■ EXCERPTED TEXT ■
-- Opening Marker --

One of the early owners, perhaps the first, of Greenfaulds House appears to have been Mr Charles James Kerr (a timber merchant). He was very active in the community around the Station and was instrumental in the establishment of the Southern District School and the Southern Hall. Mr Kerr died in 1900 and prior to its sale for use as a Children’s Home, the house may have been owned by the Summerville family although the Morgan family are also recorded as living there. Some houses in this area we large enough to house more than one family. It was sold again in 1937.
Greenfaulds House opened as a Convalescent and Sick Children’s Home in May 1913.
Airdrie and Coatbridge Advertiser 31 May 1913
“The Rev. Arch. Maclaren, St Enoch Parish Church, Glasgow, presided, and introduced Mr John Lindsay, J.P., Town Clerk of Glasgow, hon. president of the Homes, who, in declaring the Homes open, urged the necessity for such a bona-fide institution. The new Homes occupy a fine site near Cumbernauld Station, where the management recently purchased Greenfaulds Mansion and three acres of ground. Accommodation can be provided for about 100 children.”

-- Closing Marker --

■ TASK LIST ■
1 – Restate word for word the part of the passage on Greenfaulds House starting with "One of the early" and going on through "in May 1913.".
2 – Answer these questions from the passage on Greenfaulds House.
(a) What was Mr Charles James Kerr's trade?
(b) In what month and year did Greenfaulds House open as a Convalescent and Sick Children's Home?
(c) For about how many children could the Homes provide accommodation?
The items that come after the passage on Greenfaulds House are separate material.

■ DATA SECTION ■
-- Opening Marker --

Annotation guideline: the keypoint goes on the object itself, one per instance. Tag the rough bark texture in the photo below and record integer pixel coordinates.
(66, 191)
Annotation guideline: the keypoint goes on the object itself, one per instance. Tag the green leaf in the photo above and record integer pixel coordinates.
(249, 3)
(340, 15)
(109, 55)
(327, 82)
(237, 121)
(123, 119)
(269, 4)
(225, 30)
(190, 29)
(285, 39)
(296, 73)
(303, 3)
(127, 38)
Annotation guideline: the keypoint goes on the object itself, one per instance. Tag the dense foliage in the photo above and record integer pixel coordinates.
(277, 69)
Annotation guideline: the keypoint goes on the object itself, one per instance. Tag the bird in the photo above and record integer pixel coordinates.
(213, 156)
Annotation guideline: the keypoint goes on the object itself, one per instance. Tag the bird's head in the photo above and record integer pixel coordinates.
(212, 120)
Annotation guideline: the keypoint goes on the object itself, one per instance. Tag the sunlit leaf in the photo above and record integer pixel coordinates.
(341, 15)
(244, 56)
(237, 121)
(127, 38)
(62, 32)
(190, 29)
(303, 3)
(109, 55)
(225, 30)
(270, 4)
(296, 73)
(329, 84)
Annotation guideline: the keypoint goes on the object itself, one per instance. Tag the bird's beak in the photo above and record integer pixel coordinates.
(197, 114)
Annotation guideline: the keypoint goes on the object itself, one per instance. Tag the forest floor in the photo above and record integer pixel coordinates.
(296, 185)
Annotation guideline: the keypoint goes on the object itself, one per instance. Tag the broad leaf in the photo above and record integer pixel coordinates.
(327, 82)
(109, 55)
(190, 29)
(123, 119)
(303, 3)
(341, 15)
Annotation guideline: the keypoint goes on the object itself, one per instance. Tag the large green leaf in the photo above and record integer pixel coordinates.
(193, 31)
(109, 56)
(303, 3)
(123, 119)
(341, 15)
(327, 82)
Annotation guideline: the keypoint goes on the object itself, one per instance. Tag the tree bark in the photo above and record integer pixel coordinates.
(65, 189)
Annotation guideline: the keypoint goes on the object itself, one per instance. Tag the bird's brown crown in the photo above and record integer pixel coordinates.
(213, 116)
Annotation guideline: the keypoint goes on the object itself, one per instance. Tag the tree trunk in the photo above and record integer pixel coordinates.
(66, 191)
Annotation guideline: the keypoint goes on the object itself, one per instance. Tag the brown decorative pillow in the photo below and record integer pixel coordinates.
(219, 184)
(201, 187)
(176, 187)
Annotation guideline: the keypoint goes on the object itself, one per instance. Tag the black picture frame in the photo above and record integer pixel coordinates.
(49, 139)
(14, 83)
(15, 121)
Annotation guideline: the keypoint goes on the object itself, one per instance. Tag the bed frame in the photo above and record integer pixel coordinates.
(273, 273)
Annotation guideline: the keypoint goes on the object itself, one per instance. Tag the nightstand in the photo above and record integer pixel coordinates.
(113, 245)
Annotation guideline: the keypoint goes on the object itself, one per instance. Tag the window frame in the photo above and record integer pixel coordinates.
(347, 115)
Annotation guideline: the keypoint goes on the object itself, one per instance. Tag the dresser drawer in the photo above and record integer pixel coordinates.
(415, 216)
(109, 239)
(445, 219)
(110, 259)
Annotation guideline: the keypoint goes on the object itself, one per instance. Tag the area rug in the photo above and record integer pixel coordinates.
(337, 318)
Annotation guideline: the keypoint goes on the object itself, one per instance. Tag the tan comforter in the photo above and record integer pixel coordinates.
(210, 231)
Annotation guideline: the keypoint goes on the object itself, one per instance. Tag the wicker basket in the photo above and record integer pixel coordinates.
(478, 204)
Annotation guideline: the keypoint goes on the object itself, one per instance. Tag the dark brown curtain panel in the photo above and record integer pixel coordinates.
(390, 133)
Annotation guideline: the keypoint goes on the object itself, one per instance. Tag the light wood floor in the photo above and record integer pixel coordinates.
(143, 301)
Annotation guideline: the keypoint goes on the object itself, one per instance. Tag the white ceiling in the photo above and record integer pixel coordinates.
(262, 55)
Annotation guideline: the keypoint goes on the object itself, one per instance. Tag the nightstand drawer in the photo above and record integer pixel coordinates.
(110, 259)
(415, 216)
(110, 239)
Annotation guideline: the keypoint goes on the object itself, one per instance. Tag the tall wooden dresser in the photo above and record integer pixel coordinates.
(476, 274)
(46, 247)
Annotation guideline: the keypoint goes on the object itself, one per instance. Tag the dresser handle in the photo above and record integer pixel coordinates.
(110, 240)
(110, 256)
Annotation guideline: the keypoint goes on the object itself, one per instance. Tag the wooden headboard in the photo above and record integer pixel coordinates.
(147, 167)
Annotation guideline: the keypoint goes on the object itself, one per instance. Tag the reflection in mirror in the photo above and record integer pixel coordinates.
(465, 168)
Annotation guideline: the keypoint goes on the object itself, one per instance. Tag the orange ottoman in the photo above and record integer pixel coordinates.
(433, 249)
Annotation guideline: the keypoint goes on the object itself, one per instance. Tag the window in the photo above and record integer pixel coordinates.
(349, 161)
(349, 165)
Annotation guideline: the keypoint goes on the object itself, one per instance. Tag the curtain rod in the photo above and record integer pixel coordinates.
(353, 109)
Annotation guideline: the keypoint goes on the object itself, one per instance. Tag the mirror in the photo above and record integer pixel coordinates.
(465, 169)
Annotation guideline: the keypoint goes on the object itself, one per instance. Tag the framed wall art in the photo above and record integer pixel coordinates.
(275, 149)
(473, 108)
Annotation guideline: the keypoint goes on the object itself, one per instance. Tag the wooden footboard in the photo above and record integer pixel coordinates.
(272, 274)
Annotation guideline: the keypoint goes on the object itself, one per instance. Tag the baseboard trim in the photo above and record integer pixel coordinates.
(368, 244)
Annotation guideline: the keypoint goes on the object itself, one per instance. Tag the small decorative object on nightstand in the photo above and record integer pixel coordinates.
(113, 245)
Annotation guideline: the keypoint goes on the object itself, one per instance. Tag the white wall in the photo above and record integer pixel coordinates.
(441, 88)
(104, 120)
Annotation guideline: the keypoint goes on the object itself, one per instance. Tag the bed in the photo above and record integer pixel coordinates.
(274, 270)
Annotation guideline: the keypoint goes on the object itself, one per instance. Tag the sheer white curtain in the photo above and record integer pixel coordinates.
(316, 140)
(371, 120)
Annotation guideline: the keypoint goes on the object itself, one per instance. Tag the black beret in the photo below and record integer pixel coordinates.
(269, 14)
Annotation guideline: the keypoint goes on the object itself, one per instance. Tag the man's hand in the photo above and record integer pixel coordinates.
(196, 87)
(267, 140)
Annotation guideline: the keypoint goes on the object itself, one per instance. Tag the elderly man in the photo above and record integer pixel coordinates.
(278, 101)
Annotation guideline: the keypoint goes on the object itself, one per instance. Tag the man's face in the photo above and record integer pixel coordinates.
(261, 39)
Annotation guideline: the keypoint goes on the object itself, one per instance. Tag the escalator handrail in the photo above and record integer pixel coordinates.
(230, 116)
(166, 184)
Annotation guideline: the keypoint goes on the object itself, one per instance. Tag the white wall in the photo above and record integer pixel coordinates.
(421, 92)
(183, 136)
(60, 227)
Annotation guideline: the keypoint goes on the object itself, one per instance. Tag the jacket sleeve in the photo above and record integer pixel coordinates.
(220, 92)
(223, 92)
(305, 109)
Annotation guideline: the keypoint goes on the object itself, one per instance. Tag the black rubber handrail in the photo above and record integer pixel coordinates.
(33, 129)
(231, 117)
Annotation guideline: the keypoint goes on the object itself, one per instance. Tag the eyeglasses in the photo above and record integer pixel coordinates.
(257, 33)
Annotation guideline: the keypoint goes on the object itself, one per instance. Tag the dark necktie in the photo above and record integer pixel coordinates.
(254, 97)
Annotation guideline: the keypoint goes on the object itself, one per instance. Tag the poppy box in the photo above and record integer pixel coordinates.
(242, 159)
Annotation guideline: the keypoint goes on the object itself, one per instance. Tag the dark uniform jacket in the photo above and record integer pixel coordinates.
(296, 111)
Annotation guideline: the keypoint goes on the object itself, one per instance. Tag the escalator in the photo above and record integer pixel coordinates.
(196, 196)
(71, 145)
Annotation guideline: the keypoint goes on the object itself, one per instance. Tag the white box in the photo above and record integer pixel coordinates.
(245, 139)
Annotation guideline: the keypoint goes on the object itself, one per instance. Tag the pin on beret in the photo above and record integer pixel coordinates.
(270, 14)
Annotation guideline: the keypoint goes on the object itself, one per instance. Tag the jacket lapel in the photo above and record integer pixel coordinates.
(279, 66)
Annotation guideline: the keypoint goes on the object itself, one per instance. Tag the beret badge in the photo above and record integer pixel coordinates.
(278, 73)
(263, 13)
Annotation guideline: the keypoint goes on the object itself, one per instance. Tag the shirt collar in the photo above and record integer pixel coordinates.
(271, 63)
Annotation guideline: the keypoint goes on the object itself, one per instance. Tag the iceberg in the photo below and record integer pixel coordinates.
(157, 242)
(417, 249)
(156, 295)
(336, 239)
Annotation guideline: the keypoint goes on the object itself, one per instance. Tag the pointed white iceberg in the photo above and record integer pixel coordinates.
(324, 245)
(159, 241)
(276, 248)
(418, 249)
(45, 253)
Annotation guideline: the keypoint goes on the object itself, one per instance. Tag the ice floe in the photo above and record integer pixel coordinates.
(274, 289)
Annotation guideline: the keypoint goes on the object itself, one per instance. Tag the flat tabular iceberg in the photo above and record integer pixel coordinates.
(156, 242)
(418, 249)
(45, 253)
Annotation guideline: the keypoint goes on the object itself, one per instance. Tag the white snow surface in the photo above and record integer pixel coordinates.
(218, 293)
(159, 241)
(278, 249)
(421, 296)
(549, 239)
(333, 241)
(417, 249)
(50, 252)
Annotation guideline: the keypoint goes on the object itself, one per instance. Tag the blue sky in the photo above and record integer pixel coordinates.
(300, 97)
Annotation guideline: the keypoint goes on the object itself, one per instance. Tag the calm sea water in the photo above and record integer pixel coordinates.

-- Closing Marker --

■ EXERCISE SOLUTIONS ■
1 –
One of the early owners, perhaps the first, of Greenfaulds House appears to have been Mr Charles James Kerr (a timber merchant). He was very active in the community around the Station and was instrumental in the establishment of the Southern District School and the Southern Hall. Mr Kerr died in 1900 and prior to its sale for use as a Children’s Home, the house may have been owned by the Summerville family although the Morgan family are also recorded as living there. Some houses in this area we large enough to house more than one family. It was sold again in 1937.
Greenfaulds House opened as a Convalescent and Sick Children’s Home in May 1913.

2 –
(a) He was a timber merchant.
(b) May 1913.
(c) About 100 children.